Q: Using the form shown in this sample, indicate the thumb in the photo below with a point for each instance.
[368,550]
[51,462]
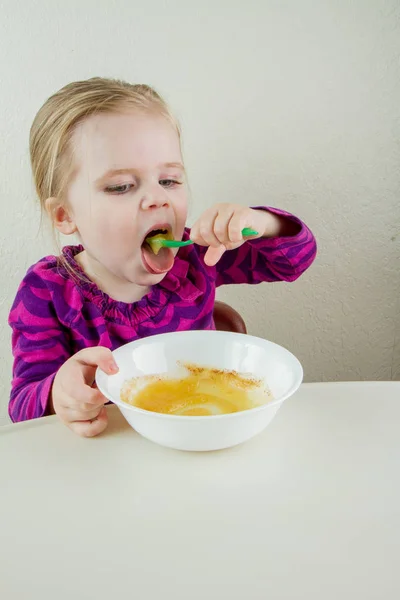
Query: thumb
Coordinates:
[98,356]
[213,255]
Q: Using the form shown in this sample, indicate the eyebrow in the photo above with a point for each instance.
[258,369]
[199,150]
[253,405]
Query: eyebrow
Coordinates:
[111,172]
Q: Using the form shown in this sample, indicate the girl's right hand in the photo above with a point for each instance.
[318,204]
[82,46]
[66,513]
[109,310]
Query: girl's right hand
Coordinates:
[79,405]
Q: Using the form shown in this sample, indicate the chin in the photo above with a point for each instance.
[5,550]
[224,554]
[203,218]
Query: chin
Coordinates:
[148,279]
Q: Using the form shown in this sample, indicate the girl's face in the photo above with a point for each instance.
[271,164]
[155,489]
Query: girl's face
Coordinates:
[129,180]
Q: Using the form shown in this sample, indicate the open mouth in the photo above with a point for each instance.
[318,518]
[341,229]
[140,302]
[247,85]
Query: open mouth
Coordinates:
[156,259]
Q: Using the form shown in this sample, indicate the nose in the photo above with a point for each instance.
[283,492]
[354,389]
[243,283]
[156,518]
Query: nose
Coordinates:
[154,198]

════════════════════

INSTRUCTIONS TO FOLLOW – Please transcribe each entry exactly and exclude any image it contains.

TASK RESPONSE –
Q: Using the form shown in this sample, indicate the thumb in the photo below with a point for each instance.
[368,550]
[51,462]
Query: thumb
Coordinates:
[98,356]
[213,255]
Q: Using the form shown in this sample, indicate the eyebrow in the photo above with a point for each instance.
[258,369]
[199,150]
[253,405]
Query: eyebrow
Coordinates:
[111,172]
Q: Using the form shown in this sample, indicate the girl's right hand in the photo above with a point for each instance.
[318,204]
[82,46]
[66,513]
[109,310]
Query: girl's right hand
Coordinates:
[79,405]
Q: Using the form shown in this sample, indicate the chin in the photo above with a point for each instance.
[5,550]
[224,554]
[203,218]
Query: chin
Coordinates:
[148,279]
Q: Using the form shown in this sample, indicate the girl's face in the photo above with a point for each instance.
[271,164]
[155,489]
Query: girl's face
Coordinates:
[129,180]
Q: Using the form shown in this sample, indicate the open mouth in the photo above with a point for each instance.
[318,518]
[341,229]
[140,302]
[247,85]
Query: open mouth
Coordinates:
[156,259]
Q: Using the form shown in this sample, indicate the nose in the photo above with a point for each instance.
[283,492]
[354,389]
[243,283]
[156,518]
Query: nose
Coordinates:
[154,198]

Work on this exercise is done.